TASKS:
**1)** How would you render this sentence from the Windows 10 upgrade thread in Spanish: "Win10 is still undergoing (and needs) significant updates."
**2)** In the Windows 10 upgrade thread, which browser is Belfrybat still using instead of Edge?

SUPPLIED PASSAGE:
------------------------------------------------

# Upgrade to Windows 10?



## Jeffery (Oct 25, 2011)

Every couple days I get a Windows pop-up message that says... "Microsoft reccomends that you reserve your copy of Windows 10". Should I do that? What are the pros and cons of upgrading to Windows 10?


----------



## Shrek (May 1, 2002)

Read the opinions included in the various threads here and make your own decision as all of us are.


----------



## Belfrybat (Feb 21, 2003)

I upgraded my Win 8 laptop to 10 and so far all is good. I don't like Edge browser, but mainly because I can't put Ad Block on it yet and I don't like the way it handles favourites. So for now, I'm still using Internet Explorer. 

I am not upgrading the Win 7 desktop that has all the business stuff on it until later, if at all. Win 7 has 5 years left in it's life cycle, and by then I'll probably be wanting a new computer anyway. But I figure I have about 9 months to decide for sure.


----------



## deodra (Aug 18, 2015)

Jeffery said:


> Every couple days I get a Windows pop-up message that says... "Microsoft reccomends that you reserve your copy of Windows 10". Should I do that? What are the pros and cons of upgrading to Windows 10?


I do IT and evidence systems for law enforcement agencies, so I figure I'd give my two cents worth... If you are comfortable with Win7, stick with it until right before your upgrade expires. Win10 is still undergoing (and needs) significant updates. It is still pretty buggy, but stable enough to release. 

Personally, I dislike it with a passion. It takes a lot of control away from advance usage. Many applications and drivers for devices are rendered unstable or inoperable. If you are a casual PC user and only really use the machine for browsing the web, you'll find Edge a little weird at first, but you'll be able to get around just fine. I'd just install Chrome or Firefox and call it good. 

I hope this helps a little bit. Have a great one!


----------



## Darren (May 10, 2002)

Who said it was an upgrade? Why do people have to learn a new operating system when MS needs more money?


----------



## Belfrybat (Feb 21, 2003)

Darren said:


> *Who said it was an upgrade*? Why do people have to learn a new operating system when MS needs more money?


Microsoft. What do you call it?


----------



## arabian knight (Dec 19, 2005)

There is another pretty good update coming in Nov for Windows 10, and then again in early 2016 another update coming..

------------------------------------------------

EXCERPTED RECORDS:

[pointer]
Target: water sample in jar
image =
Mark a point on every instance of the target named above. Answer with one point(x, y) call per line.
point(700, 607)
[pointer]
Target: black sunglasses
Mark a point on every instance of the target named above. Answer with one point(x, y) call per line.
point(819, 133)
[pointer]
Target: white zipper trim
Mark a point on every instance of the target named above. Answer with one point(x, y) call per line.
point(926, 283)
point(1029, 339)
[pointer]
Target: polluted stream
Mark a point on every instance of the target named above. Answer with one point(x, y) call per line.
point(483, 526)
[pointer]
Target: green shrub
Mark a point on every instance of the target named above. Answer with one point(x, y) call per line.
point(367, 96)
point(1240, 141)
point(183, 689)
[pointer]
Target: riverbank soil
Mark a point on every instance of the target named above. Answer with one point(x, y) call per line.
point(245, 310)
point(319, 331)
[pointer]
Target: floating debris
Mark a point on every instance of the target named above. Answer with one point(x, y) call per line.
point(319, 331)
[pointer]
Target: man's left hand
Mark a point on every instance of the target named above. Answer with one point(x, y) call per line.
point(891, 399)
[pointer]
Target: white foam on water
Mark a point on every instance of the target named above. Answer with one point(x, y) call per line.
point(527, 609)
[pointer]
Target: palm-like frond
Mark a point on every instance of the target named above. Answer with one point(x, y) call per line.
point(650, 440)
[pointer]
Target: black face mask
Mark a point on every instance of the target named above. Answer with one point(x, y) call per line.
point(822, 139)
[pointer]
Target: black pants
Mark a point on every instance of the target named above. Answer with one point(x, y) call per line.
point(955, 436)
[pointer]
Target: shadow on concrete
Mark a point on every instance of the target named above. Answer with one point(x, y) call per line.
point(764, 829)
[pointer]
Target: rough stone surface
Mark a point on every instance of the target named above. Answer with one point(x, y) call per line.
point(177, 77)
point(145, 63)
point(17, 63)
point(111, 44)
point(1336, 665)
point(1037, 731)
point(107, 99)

------------------------------------------------

SOLUTIONS TO THE PROBLEMS:
**1)** Win10 todavía está recibiendo (y necesita) actualizaciones importantes.

**2)** Internet Explorer.